▶ [Requirements]:
Gather every line of the data below that contains the word "thin", and copy each one in full.

▶ [Data supplied]:
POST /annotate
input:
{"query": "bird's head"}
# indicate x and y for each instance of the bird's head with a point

* * *

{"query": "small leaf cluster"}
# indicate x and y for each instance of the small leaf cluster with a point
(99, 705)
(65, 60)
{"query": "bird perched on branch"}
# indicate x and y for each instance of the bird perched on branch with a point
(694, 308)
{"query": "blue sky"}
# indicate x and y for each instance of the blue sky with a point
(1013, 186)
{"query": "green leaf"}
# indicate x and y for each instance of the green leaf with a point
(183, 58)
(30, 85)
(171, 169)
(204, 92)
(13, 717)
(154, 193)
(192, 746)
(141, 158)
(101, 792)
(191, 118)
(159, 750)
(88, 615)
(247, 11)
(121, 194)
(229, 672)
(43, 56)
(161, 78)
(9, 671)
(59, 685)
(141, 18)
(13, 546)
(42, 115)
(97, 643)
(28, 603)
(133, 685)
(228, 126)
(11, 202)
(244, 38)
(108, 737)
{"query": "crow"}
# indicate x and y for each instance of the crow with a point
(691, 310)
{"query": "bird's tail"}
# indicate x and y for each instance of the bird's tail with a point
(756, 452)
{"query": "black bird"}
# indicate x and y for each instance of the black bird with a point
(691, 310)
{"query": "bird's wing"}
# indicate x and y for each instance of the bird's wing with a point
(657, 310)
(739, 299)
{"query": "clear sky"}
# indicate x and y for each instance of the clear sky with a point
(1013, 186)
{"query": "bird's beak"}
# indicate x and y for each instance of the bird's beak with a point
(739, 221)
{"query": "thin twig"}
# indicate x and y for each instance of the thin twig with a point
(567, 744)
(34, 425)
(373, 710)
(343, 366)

--

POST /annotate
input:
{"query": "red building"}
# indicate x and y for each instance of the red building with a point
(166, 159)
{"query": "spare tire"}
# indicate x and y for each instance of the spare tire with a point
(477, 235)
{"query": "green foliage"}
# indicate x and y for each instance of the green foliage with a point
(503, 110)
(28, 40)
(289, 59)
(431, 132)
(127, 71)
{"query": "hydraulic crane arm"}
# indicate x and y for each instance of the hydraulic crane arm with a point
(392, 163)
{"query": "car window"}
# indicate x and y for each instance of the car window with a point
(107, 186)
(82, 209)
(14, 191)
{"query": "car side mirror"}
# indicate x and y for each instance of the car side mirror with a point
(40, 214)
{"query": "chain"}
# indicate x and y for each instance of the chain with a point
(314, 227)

▶ [Output below]:
{"query": "thin twig"}
# indicate x and y for each instance of the thin twig with a point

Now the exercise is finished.